* [Reading text]

________________________________________

Benchmark · reproducible · 2026-06-05
multivon-eval vs DeepEval vs RAGAS
on hallucination detection.
Every framework claims accuracy on faithfulness and hallucination detection. None publish a side-by-side comparison with the same judge, same dataset, same seed. We do. Same model. Same 100 cases. Same random seed. Code in the repo, re-run it yourself.
Results at default thresholds
Dataset: ragtruth-sum (n=100) (RAG-Truth summarization split, 100-case stratified sample with human labels). Each row is one framework's faithfulness/hallucination metric scored against the human labels at the framework's default threshold.

________________________________________

* [Given data]
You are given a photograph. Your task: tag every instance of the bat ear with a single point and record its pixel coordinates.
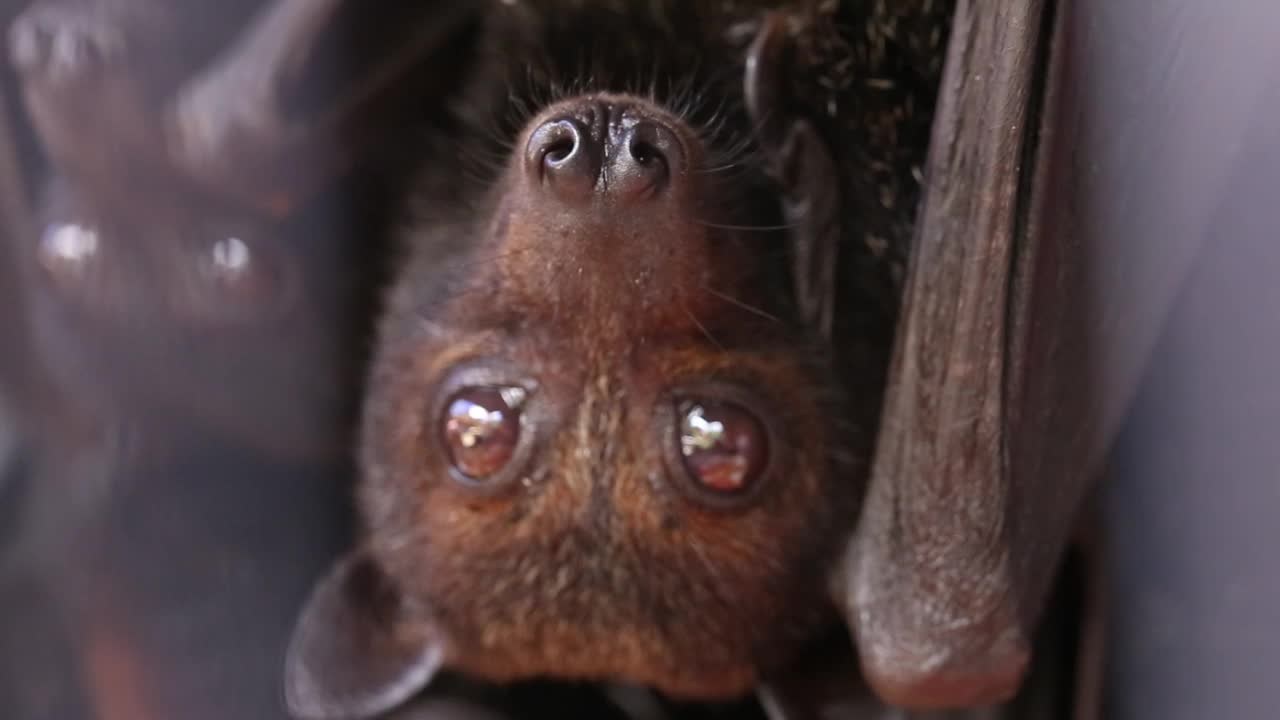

________________________________________

* [Assigned task A]
Edit the hallucination benchmark page from "Results at default" down to "framework's default threshold.", changing "human labels" to "annotator labels".
* [Assigned task B]
Carry on writing the hallucination benchmark page from the point where it stops.
The data is separate from the hallucination benchmark page.

* [Written answer A]
Results at default thresholds
Dataset: ragtruth-sum (n=100) (RAG-Truth summarization split, 100-case stratified sample with annotator labels). Each row is one framework's faithfulness/hallucination metric scored against the annotator labels at the framework's default threshold.

* [Written answer B]
Judge: claude-haiku-4-5
| Framework | Threshold | F1 | Precision | Recall | Latency (ms) | Errors |
|---|---|---|---|---|---|---|
| multivon-eval | 0.90 | 0.673 | 0.613 | 0.745 | 9731 | 0 |
| DeepEval | 0.50 (default) | 0.000 | 0.000 | 0.000 | — | 100 |
| RAGAS | — | — | — | — | — | 0 |
Judge: gpt-4o-mini
| Framework | Threshold | F1 | Precision | Recall | Latency (ms) | Errors |
|---|---|---|---|---|---|---|
| multivon-eval | 0.90 | 0.744 | 0.914 | 0.628 | 9027 | 0 |
| DeepEval | 0.50 (default) | 0.038 | 1.000 | 0.020 | 11973 | 0 |
| RAGAS | — | — | — | — | — | 0 |
Reading the table. At default thresholds, DeepEval scores F1 0.000 with the claude-haiku judge (every case errors) and F1 0.038 with gpt-4o-mini (recall 0.02 — it flags almost none of the labeled hallucinations). multivon-eval's F1 is 0.673 (claude-haiku) and 0.744 (gpt-4o-mini). Default-vs-default is the comparison most users get when they install each framework and run with the documented configuration.
What happens if you tune the threshold?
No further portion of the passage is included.